• _Source document_:
From 1896, she was awarded various scholarships which allowed her to continue her studies. During her final year at the Academy, she was awarded the Royal Medal for her figurines Kristus and Maria (Christ and Mary), part of a series of five she was creating for Oskarshamn Church (completed in 1899). In 1898, she used plaster to create a model for her most famous piece, Bebådelsen, which was initially displayed at the Academy. The final version in marble was created in Italy under Blomberg's supervision and was acquired by the National Museum in 1900. Depicting the Virgin Mary kneeling in prayer, it was greatly appreciated by visitors to the museum and was later mass-produced in terracotta miniatures which became popular in Swedish homes.

In 1900 she joined Nya Idun, a women's association. It was there she met Sigrid Leijonhufvud, whom she lived with. Thanks to the many commissions Blomberg received for producing religious works, she was able to maintain a studio in Italy between 1900 and 1912. She was commissioned to produce funerary monuments for the Östra Cemetery in Gothenburg and a sarcophagus for Viktor Rydberg's monument. In 1912, she created her last work, the wooden Madonna del Fuoco (Madonna of the Fire) inspired by the flames in her fireplace. Thereafter she earned her living as a bookbinder.

Sigrid Blomberg died in Karlstad on 28 January 1941.

• _Task set_:
1 – Copy the text of the Sigrid Blomberg biography word for word, from "In 1900 she" to "as a bookbinder.".
2 – List each distinct year that appears in the Sigrid Blomberg biography, in the order it first appears.

• _Entries provided_:
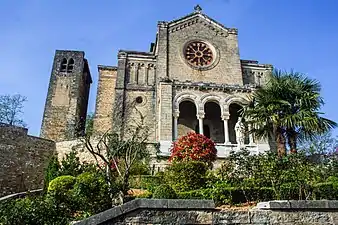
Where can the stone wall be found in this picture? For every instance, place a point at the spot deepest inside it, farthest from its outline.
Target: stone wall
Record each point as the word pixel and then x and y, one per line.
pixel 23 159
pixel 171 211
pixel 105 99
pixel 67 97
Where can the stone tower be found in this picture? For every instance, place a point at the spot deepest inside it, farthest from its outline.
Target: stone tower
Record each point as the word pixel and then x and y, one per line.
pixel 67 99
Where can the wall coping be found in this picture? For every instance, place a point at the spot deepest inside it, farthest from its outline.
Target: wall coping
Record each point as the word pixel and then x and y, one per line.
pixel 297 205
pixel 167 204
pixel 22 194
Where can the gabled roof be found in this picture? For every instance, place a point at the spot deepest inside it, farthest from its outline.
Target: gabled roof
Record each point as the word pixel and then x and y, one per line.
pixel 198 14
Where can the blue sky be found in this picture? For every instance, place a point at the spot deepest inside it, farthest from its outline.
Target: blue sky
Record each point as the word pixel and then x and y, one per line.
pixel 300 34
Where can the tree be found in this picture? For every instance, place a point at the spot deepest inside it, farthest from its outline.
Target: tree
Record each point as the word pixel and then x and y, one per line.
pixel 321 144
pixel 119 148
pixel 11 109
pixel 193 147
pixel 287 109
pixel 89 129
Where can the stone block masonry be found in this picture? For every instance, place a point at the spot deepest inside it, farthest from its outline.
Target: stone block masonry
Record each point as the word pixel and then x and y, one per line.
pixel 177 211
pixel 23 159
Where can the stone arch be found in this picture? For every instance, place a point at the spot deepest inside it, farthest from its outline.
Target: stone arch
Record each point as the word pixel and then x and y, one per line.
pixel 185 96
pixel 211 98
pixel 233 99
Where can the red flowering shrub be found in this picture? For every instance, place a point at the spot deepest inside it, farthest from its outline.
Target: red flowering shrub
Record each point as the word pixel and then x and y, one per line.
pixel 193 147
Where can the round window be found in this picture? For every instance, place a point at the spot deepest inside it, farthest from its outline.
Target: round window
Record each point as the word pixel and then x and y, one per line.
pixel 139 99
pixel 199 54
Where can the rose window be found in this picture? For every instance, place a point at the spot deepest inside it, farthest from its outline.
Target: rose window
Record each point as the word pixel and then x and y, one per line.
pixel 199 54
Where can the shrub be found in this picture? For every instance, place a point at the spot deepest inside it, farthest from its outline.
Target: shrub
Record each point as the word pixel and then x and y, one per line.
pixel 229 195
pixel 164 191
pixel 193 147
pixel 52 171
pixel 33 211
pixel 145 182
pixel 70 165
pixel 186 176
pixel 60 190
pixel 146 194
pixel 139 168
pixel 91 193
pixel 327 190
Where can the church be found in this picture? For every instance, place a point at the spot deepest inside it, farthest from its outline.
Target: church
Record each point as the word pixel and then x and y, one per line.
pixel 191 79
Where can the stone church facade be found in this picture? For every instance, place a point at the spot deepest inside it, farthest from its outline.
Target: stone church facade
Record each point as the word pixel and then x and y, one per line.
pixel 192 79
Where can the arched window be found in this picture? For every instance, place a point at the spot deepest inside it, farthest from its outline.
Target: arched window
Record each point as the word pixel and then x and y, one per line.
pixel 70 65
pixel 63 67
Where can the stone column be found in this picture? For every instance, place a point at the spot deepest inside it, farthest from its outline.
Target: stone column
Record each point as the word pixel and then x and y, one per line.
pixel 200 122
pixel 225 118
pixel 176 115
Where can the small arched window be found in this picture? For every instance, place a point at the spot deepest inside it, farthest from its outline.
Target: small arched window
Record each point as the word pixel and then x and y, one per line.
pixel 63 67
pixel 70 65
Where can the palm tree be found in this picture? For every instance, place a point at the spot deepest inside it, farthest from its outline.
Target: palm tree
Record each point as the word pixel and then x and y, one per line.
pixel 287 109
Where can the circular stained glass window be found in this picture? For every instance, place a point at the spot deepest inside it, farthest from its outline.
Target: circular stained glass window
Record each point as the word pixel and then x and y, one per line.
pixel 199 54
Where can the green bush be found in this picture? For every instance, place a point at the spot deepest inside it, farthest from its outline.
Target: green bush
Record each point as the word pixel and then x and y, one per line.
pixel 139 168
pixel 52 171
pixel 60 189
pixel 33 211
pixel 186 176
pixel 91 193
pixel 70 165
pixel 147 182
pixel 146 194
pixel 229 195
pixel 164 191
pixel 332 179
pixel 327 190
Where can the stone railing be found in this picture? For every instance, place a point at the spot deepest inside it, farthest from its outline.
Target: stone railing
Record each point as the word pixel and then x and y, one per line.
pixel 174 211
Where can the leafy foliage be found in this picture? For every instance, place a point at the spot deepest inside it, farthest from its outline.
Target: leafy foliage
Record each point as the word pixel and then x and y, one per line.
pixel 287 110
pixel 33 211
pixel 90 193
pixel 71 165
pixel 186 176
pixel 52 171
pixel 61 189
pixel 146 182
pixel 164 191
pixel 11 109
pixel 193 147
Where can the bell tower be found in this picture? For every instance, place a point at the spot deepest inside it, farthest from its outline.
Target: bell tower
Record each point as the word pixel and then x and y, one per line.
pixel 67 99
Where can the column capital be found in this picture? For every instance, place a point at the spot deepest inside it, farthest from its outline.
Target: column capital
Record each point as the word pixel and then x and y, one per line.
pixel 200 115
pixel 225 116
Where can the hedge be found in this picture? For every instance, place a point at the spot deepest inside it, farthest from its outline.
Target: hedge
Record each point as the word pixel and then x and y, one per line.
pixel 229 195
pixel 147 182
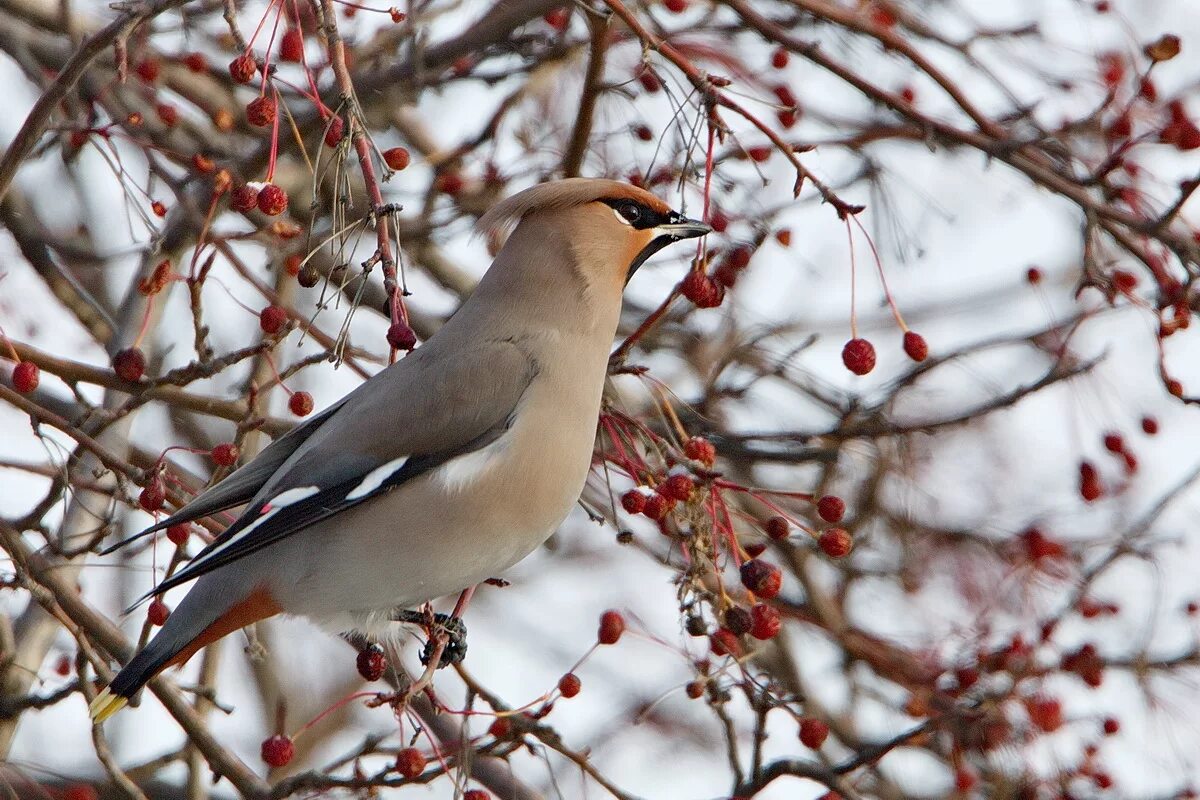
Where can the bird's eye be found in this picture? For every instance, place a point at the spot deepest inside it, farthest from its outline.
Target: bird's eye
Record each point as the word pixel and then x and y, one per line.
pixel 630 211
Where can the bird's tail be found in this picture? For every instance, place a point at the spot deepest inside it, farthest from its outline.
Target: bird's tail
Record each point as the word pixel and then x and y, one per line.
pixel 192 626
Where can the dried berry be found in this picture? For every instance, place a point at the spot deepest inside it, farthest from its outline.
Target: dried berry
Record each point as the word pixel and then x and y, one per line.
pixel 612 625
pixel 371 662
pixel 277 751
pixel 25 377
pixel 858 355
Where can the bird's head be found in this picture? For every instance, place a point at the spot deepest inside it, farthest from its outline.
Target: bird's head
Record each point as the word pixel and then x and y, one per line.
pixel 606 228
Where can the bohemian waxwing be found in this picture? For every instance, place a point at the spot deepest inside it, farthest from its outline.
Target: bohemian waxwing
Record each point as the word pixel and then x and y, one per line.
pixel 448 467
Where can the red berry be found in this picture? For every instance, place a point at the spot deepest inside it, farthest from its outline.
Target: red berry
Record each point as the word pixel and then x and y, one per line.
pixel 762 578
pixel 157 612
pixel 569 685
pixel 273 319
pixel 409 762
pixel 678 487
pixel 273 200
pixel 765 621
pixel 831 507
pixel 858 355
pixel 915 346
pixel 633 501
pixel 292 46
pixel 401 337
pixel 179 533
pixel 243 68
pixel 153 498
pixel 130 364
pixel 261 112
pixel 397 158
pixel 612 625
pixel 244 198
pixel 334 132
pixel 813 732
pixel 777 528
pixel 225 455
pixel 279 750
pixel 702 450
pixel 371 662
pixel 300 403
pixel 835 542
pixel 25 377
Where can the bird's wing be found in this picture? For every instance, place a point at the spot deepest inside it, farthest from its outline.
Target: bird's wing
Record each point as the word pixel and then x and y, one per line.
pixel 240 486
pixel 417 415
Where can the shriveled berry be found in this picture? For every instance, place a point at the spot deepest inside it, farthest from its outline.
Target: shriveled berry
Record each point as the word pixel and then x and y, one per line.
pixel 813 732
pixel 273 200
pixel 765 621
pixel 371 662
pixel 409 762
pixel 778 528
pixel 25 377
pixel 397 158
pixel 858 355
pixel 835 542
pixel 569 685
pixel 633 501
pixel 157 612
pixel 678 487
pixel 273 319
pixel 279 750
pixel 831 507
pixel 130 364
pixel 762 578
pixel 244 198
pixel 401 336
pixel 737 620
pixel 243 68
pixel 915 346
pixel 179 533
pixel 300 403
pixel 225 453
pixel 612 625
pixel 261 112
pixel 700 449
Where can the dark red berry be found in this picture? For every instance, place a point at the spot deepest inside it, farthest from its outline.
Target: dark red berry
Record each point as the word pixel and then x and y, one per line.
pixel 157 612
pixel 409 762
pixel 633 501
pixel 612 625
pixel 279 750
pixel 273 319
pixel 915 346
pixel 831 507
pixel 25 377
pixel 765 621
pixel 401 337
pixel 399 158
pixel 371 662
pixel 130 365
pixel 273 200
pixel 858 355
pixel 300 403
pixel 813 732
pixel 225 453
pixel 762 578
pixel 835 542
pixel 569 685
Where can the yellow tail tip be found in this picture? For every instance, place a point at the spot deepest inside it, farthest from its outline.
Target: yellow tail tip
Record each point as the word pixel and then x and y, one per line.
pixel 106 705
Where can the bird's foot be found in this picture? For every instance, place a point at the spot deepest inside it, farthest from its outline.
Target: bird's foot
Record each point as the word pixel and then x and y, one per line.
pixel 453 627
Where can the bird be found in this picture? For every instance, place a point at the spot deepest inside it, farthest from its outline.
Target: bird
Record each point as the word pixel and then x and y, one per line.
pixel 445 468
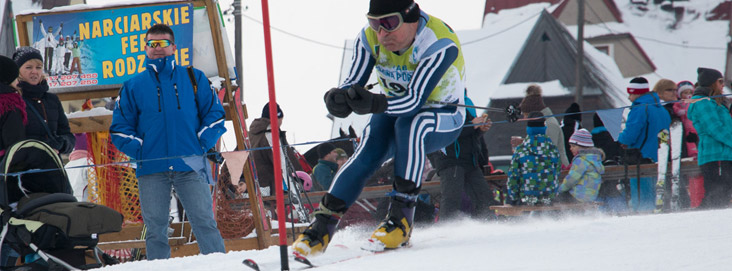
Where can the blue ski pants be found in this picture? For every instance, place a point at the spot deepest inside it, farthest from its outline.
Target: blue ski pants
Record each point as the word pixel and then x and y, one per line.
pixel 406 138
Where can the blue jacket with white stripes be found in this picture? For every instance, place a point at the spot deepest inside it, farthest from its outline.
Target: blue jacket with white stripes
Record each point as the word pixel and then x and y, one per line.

• _Solved problems_:
1 –
In 1900 she joined Nya Idun, a women's association. It was there she met Sigrid Leijonhufvud, whom she lived with. Thanks to the many commissions Blomberg received for producing religious works, she was able to maintain a studio in Italy between 1900 and 1912. She was commissioned to produce funerary monuments for the Östra Cemetery in Gothenburg and a sarcophagus for Viktor Rydberg's monument. In 1912, she created her last work, the wooden Madonna del Fuoco (Madonna of the Fire) inspired by the flames in her fireplace. Thereafter she earned her living as a bookbinder.

2 –
1896
1899
1898
1900
1912
1941